» **Die Aufgabe**
Aktualisieren Sie die folgende Auflistung, indem Sie jedes „thickest part“ durch „widest part“ ersetzen und alles Übrige unverändert lassen.

» **Einträge aus einer Sammlung**
========

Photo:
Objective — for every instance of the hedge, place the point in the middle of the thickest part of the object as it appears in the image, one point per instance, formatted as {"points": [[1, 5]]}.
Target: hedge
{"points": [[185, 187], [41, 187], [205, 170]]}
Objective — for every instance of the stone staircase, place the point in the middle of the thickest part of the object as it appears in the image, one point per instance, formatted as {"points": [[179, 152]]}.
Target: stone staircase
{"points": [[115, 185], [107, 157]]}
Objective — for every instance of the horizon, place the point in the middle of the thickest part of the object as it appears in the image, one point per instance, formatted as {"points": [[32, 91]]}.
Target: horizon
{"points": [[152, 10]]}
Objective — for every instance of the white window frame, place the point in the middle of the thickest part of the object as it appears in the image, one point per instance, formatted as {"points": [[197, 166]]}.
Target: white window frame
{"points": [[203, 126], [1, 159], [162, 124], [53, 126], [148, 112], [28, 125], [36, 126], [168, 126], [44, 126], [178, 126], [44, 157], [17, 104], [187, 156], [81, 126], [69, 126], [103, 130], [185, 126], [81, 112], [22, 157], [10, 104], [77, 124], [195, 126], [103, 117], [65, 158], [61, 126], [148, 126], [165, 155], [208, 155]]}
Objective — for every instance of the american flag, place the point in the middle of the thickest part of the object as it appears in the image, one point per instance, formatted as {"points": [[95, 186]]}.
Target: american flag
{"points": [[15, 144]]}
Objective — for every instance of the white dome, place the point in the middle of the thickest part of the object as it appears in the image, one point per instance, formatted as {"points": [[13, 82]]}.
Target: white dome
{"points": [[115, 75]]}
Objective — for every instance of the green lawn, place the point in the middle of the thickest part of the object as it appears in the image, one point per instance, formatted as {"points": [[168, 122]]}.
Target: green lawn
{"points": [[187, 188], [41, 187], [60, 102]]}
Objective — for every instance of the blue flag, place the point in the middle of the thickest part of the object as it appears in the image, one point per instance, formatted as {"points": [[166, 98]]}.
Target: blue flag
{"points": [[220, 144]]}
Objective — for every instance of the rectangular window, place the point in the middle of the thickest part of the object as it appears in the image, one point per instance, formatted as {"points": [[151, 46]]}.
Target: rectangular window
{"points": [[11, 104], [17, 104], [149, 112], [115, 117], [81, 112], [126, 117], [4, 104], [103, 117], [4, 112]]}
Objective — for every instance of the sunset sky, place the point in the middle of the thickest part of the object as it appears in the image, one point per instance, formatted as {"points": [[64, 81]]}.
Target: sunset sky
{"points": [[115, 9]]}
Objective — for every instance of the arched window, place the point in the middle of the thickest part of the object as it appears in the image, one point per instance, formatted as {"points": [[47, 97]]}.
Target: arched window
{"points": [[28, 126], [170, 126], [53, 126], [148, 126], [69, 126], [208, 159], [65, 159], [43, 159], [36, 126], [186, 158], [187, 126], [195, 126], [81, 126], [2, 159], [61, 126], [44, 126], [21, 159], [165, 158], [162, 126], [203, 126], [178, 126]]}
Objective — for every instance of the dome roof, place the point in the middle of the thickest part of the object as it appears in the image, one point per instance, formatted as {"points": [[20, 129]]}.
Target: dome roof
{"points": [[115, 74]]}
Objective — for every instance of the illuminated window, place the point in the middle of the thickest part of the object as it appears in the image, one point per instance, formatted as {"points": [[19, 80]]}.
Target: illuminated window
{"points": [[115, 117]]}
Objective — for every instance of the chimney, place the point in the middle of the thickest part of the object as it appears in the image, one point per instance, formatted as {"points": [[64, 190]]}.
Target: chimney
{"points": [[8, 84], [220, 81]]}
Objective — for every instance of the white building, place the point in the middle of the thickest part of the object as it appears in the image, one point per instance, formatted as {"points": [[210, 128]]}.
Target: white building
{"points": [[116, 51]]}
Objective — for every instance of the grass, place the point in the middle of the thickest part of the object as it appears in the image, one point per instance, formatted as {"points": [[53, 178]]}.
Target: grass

========

» **Richtige Lösung**
Photo:
Objective — for every instance of the hedge, place the point in the middle of the widest part of the object as it appears in the image, one point per instance, formatted as {"points": [[1, 5]]}.
Target: hedge
{"points": [[185, 187], [41, 187], [205, 170]]}
Objective — for every instance of the stone staircase, place the point in the middle of the widest part of the object as it appears in the image, one point per instance, formatted as {"points": [[179, 152]]}.
Target: stone staircase
{"points": [[115, 185], [107, 157]]}
Objective — for every instance of the horizon, place the point in the middle of the widest part of the object as it appears in the image, one point per instance, formatted as {"points": [[32, 91]]}.
Target: horizon
{"points": [[152, 10]]}
Objective — for every instance of the white window frame, place the point in the middle of the widest part of the object as it appears in the image, one point per instance, formatted as {"points": [[197, 166]]}.
Target: white window frame
{"points": [[203, 126], [1, 159], [162, 124], [53, 126], [148, 112], [28, 125], [36, 126], [168, 126], [44, 126], [178, 126], [44, 157], [17, 104], [187, 156], [81, 126], [69, 126], [103, 130], [185, 126], [81, 112], [22, 157], [10, 104], [77, 124], [195, 126], [103, 117], [65, 158], [61, 126], [148, 126], [165, 155], [208, 155]]}
Objective — for every instance of the american flag, place the point in the middle of the widest part of the object as it appears in the image, one point per instance, formatted as {"points": [[95, 186]]}.
Target: american flag
{"points": [[15, 144]]}
Objective — for every instance of the white dome, place the point in the middle of the widest part of the object as it appears in the image, one point per instance, formatted as {"points": [[13, 82]]}.
Target: white dome
{"points": [[115, 75]]}
Objective — for every instance of the green lawn, place the point in the middle of the widest part of the object as it appears in the image, one point per instance, formatted as {"points": [[168, 122]]}.
Target: green lawn
{"points": [[187, 188], [41, 187], [60, 102]]}
Objective — for every instance of the blue flag, place the point in the middle of the widest part of the object as it appears in the image, one point per instance, formatted as {"points": [[166, 98]]}.
Target: blue flag
{"points": [[220, 144]]}
Objective — for every instance of the rectangular window, place the point in the middle of the widest part of the object as it appears in the image, one point per instance, formatted as {"points": [[151, 46]]}.
Target: rectangular window
{"points": [[11, 104], [17, 104], [149, 112], [115, 117], [81, 112], [126, 117], [4, 104], [103, 117], [4, 112]]}
Objective — for every instance of the sunset sky, place the point in the middle of the widest part of the object as it appears in the image, one point per instance, formatted as {"points": [[64, 81]]}.
Target: sunset sky
{"points": [[115, 9]]}
Objective — for every instance of the arched window, place the point in the middle of the widest part of the object as it appears in the image, one point per instance, formatted as {"points": [[47, 97]]}.
Target: arched window
{"points": [[28, 126], [170, 126], [53, 126], [148, 126], [69, 126], [208, 159], [65, 159], [43, 159], [36, 126], [186, 158], [187, 126], [195, 126], [81, 126], [2, 159], [61, 126], [44, 126], [21, 159], [165, 158], [162, 126], [203, 126], [178, 126]]}
Objective — for every instance of the dome roof, place the point in the middle of the widest part of the object as it appears in the image, one point per instance, formatted as {"points": [[20, 129]]}.
Target: dome roof
{"points": [[115, 74]]}
Objective — for every instance of the illuminated window, place the point in the middle of the widest part of the object as it appears in the image, one point per instance, formatted as {"points": [[19, 80]]}.
Target: illuminated window
{"points": [[115, 117]]}
Objective — for every instance of the chimney, place the point in the middle of the widest part of the object as it appears in the image, one point per instance, formatted as {"points": [[64, 190]]}.
Target: chimney
{"points": [[8, 84], [220, 81]]}
Objective — for every instance of the white building, place the point in the middle of the widest part of the object as it appears in the image, one point per instance, formatted as {"points": [[210, 128]]}.
Target: white building
{"points": [[116, 51]]}
Objective — for every instance of the grass, place the point in the middle of the widest part of the object as it appears in the image, one point per instance, formatted as {"points": [[53, 178]]}.
Target: grass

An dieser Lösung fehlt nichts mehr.